● Problem to work on:
In the listing, from its start through the line holding "606 76 L 596", inclusive, replace "industrial structure" with "factory building". Output only those lines, with nothing else changed.

Region segmentation data:
□ □ □
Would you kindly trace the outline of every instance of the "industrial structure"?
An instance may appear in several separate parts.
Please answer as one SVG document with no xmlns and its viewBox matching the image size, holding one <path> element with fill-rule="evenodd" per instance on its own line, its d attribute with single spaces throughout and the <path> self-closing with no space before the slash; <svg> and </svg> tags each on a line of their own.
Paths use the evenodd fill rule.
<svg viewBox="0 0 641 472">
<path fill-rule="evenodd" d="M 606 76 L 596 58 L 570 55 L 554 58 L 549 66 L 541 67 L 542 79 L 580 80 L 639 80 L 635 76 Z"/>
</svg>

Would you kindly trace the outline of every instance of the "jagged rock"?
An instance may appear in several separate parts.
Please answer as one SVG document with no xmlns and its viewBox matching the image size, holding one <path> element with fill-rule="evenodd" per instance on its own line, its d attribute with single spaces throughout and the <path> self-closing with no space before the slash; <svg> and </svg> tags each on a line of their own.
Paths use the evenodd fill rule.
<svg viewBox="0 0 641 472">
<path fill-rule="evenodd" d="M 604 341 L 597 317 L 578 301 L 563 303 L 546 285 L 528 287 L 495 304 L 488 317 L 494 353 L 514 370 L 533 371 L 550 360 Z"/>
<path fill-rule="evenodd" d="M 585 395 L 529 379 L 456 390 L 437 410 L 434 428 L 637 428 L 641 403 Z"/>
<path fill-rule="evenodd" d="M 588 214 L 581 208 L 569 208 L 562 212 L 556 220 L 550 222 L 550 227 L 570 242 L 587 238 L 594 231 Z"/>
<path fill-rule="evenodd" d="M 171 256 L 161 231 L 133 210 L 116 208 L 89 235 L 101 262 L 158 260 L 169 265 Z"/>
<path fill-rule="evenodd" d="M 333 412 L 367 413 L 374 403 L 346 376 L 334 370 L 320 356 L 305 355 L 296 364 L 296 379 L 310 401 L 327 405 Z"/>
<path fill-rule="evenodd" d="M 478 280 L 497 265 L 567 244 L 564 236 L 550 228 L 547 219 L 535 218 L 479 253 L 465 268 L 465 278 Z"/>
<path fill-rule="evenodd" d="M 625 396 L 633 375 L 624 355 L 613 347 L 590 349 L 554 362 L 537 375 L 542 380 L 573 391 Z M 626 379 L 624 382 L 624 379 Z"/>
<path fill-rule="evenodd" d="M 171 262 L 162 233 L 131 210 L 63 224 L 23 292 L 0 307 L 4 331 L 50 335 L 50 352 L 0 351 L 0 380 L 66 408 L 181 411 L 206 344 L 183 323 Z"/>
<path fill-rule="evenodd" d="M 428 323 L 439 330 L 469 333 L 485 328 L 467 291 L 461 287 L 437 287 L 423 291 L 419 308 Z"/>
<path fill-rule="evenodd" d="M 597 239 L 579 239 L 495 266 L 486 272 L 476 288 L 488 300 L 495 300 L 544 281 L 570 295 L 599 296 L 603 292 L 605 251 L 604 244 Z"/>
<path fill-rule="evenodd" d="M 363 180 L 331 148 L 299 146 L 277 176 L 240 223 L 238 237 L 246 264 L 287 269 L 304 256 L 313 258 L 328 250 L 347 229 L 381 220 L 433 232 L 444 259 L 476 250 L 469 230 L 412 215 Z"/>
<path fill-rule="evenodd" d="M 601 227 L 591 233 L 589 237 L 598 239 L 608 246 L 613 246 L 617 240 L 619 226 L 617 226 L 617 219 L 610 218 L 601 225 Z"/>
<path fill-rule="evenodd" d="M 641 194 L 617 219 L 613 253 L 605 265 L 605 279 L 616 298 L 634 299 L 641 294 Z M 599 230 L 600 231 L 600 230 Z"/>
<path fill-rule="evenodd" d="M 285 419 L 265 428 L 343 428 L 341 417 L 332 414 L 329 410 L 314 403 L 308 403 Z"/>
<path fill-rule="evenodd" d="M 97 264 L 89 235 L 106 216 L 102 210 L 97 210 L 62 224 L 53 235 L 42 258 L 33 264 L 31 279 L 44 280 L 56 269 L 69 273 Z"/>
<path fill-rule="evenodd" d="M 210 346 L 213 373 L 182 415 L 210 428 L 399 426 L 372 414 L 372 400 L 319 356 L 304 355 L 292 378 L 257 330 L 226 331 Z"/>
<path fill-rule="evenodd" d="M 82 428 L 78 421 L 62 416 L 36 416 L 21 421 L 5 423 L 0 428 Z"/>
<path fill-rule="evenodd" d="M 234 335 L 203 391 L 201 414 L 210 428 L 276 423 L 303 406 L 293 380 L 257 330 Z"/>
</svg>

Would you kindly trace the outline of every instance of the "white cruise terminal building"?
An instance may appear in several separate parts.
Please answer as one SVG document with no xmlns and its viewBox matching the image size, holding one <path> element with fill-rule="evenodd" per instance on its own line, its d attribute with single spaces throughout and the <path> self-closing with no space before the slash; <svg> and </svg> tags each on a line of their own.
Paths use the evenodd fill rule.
□ □ □
● The solution:
Would you kindly trace the outline of every instance of the "factory building"?
An instance may appear in several separate parts.
Please answer as one SVG document with no xmlns and its viewBox matching the image size, holding one <path> element with fill-rule="evenodd" per instance on its own line, its d attribute with single spaces throughout and the <path> self-closing with no space before the slash; <svg> and </svg> tags each on a line of their own.
Paths use the evenodd fill rule.
<svg viewBox="0 0 641 472">
<path fill-rule="evenodd" d="M 606 76 L 596 58 L 570 55 L 554 58 L 549 66 L 541 67 L 542 79 L 580 80 L 639 80 L 635 76 Z"/>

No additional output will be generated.